*EXTRACTED INFORMATION*.
==*==
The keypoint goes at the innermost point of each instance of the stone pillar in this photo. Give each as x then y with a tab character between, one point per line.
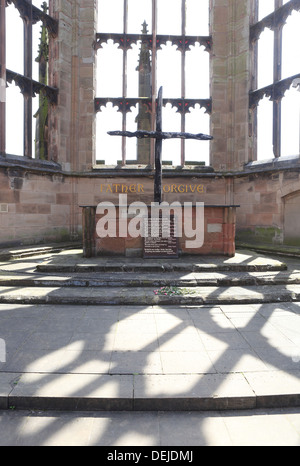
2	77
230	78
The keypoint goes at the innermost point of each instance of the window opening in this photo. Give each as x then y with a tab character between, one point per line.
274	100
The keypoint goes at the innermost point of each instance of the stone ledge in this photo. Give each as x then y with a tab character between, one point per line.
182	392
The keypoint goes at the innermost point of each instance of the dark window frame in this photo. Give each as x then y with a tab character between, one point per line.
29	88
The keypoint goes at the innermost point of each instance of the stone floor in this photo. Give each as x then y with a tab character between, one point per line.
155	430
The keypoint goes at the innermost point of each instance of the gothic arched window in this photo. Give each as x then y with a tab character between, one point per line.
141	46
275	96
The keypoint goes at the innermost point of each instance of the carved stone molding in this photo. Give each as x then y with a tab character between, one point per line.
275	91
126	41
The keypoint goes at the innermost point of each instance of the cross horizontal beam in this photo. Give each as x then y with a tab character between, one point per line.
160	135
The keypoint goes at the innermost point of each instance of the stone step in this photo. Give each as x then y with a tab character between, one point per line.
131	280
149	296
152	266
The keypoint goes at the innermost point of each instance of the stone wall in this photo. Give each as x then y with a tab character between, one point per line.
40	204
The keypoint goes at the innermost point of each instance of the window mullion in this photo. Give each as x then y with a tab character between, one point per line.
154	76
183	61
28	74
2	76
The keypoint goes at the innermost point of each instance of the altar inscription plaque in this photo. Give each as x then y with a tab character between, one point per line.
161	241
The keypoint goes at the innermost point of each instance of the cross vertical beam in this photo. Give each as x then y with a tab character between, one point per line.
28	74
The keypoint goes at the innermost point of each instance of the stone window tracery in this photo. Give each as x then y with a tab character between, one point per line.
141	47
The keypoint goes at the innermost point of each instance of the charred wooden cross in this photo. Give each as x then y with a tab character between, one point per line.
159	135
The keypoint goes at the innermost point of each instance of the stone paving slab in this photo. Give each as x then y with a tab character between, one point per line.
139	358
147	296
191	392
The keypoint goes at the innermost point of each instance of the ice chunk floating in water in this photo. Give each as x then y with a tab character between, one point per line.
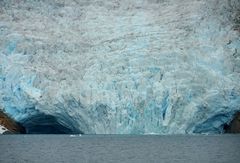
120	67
==*==
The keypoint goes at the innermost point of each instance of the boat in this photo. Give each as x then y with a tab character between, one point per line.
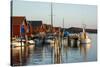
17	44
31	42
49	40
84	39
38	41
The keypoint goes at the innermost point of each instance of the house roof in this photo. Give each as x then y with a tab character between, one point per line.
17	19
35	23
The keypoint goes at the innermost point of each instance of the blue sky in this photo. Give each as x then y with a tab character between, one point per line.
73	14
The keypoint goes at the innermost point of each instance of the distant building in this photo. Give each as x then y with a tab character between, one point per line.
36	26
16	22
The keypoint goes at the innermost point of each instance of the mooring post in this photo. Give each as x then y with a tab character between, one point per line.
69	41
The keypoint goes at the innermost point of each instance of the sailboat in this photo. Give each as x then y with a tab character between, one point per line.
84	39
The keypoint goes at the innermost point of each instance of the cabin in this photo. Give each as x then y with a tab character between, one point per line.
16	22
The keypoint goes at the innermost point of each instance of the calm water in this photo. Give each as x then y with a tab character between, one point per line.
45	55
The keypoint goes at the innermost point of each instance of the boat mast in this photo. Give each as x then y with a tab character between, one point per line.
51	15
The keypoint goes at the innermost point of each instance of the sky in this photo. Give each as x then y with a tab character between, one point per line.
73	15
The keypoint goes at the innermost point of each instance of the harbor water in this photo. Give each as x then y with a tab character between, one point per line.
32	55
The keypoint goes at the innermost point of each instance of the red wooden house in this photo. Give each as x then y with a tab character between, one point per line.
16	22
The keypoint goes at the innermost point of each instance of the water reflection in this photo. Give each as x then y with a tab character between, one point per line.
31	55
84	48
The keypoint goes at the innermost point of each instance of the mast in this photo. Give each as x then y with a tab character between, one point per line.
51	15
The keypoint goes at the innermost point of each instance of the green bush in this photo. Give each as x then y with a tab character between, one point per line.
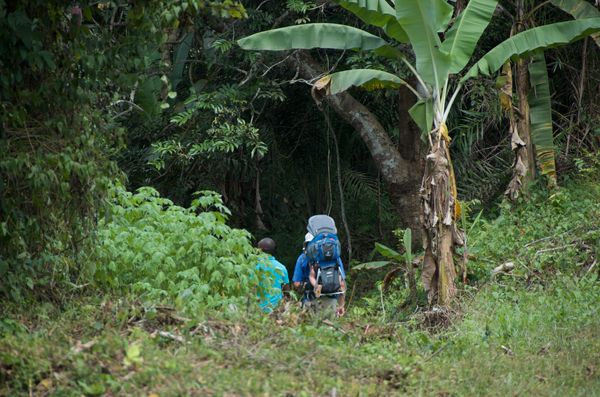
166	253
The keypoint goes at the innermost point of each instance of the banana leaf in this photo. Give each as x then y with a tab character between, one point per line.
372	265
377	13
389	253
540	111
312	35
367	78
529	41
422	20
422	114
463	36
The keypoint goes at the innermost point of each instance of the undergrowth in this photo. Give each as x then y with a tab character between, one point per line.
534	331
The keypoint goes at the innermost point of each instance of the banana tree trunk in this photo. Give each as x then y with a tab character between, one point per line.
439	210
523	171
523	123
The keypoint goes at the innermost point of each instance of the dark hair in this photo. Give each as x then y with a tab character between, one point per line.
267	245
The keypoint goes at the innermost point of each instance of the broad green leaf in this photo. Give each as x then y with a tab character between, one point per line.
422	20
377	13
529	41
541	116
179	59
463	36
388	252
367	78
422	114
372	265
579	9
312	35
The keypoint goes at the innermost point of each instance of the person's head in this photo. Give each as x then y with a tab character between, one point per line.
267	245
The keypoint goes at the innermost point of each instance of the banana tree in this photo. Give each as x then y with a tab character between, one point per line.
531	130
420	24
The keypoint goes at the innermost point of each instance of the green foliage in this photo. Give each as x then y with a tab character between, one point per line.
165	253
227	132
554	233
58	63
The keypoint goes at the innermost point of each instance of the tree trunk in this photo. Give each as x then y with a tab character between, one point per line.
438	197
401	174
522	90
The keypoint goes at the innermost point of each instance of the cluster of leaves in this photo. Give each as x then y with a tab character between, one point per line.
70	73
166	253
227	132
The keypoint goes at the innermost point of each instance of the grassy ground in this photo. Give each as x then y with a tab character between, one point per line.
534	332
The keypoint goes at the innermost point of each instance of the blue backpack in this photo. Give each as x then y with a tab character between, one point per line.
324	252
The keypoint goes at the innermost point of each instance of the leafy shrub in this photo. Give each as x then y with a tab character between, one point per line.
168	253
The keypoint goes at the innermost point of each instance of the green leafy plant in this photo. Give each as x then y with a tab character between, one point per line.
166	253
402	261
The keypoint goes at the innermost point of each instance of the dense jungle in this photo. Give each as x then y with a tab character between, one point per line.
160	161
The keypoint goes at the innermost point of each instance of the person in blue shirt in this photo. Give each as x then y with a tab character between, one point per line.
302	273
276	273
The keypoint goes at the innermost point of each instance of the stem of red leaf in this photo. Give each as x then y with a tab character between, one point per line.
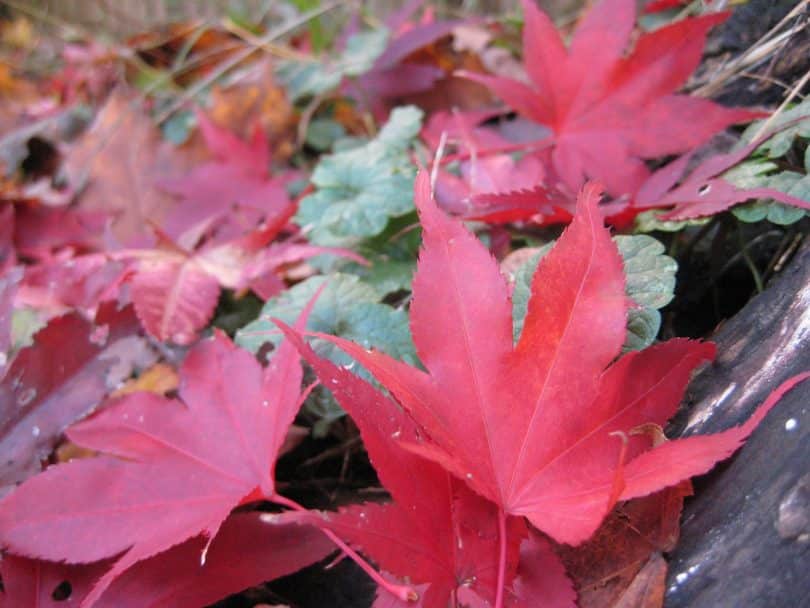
==*==
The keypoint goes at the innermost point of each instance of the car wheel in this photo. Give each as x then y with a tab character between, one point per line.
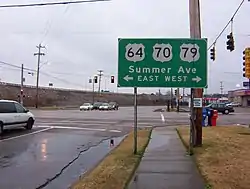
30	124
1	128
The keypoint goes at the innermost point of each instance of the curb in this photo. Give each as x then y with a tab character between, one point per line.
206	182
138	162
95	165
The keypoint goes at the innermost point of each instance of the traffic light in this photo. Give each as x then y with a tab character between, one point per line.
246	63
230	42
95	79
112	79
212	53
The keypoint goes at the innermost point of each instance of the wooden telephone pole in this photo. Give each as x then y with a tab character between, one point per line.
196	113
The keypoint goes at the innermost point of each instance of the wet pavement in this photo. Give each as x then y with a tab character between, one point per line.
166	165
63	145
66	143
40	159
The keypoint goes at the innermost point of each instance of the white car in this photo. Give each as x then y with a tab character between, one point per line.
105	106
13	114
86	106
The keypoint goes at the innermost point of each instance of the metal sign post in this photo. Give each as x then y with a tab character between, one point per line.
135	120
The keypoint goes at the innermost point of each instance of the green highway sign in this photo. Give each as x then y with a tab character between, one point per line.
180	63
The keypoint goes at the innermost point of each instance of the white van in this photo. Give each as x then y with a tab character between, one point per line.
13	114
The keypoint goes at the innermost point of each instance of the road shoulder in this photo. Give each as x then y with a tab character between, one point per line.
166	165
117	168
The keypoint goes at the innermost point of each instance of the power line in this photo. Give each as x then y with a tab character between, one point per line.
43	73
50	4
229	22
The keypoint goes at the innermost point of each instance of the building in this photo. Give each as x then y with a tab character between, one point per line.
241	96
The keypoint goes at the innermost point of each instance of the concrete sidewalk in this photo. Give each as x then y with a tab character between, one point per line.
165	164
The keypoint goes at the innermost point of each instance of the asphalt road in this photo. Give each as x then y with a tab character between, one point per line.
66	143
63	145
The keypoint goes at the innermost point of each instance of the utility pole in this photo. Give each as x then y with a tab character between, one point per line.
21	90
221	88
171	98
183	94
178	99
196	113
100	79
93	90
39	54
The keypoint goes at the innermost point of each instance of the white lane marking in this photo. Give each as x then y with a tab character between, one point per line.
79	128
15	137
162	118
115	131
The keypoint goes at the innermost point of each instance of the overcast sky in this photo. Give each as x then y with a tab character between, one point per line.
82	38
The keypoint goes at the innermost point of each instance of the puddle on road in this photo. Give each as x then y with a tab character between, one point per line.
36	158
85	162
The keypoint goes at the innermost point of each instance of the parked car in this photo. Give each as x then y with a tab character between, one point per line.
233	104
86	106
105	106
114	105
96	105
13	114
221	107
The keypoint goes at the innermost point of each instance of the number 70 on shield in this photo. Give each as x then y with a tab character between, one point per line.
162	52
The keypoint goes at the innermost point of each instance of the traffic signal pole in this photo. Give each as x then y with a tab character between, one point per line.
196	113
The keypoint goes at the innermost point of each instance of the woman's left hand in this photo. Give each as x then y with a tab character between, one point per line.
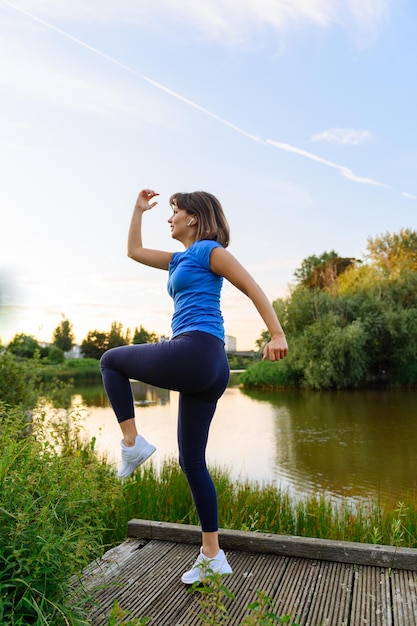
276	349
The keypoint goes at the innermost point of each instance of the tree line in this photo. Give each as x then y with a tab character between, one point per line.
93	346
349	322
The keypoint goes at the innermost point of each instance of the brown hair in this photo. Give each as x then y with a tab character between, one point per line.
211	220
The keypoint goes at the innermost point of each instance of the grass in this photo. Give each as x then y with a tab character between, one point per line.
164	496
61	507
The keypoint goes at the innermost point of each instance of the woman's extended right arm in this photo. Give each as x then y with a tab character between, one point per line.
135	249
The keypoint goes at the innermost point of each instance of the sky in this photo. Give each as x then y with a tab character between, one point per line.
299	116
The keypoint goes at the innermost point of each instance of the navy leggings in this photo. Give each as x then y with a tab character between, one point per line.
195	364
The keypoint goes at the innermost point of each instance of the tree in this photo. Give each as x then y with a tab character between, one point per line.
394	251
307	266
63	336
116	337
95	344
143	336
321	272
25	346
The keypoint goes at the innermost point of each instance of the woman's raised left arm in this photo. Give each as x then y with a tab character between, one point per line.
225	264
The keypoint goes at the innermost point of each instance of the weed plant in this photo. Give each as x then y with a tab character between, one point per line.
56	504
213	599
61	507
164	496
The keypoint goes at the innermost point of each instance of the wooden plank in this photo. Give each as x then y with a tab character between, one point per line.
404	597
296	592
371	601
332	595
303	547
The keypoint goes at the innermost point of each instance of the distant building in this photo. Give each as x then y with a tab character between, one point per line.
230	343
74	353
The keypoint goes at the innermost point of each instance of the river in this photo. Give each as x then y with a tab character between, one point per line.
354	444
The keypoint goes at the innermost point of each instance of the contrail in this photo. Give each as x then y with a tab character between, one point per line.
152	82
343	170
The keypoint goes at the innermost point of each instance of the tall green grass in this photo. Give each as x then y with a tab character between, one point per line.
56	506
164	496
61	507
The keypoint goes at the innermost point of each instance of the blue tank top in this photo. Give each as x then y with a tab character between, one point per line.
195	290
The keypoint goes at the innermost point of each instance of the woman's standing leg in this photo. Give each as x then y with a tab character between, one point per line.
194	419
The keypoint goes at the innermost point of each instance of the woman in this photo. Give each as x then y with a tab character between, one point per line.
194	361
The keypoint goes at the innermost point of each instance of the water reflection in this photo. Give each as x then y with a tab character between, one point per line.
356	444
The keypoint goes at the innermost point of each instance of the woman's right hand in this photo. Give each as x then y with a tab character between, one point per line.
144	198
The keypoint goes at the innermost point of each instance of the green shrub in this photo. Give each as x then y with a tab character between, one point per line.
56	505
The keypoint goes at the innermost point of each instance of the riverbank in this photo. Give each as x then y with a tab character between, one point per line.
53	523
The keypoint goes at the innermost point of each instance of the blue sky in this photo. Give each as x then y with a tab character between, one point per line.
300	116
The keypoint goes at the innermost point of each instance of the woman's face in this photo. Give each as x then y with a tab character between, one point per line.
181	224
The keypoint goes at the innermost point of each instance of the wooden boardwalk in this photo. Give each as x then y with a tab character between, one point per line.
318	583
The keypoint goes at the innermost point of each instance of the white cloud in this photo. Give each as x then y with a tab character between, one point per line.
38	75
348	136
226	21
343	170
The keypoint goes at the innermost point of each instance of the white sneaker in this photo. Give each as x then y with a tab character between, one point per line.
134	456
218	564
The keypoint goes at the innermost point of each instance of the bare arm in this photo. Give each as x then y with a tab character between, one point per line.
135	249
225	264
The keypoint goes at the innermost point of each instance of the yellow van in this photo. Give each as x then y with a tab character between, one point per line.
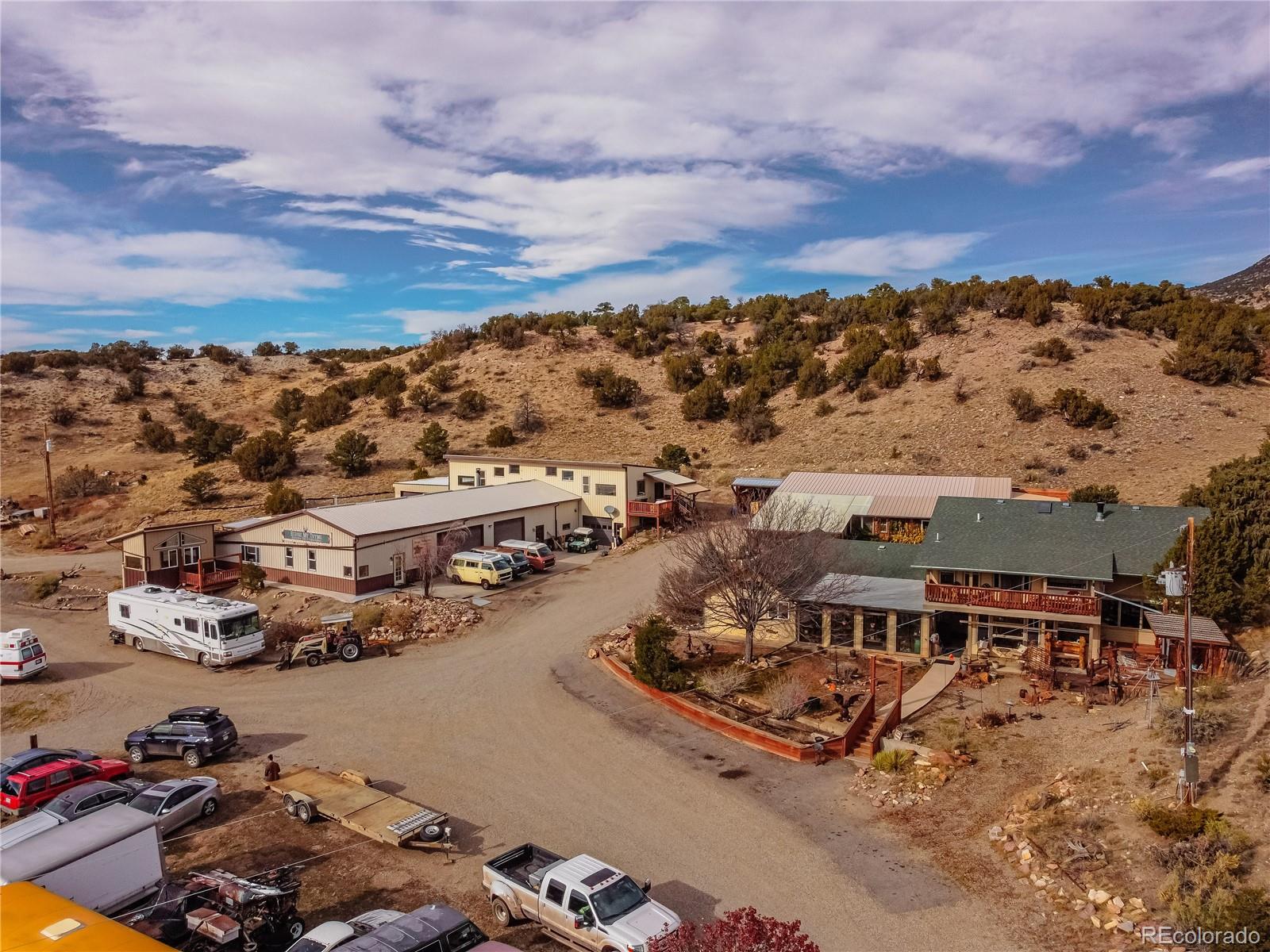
==*==
*TASK REQUIREMENTS*. Count the lines in the entries above that contain the word "window" and reply with the number alone.

*RESULT FOR THIS EXERCISE*. 5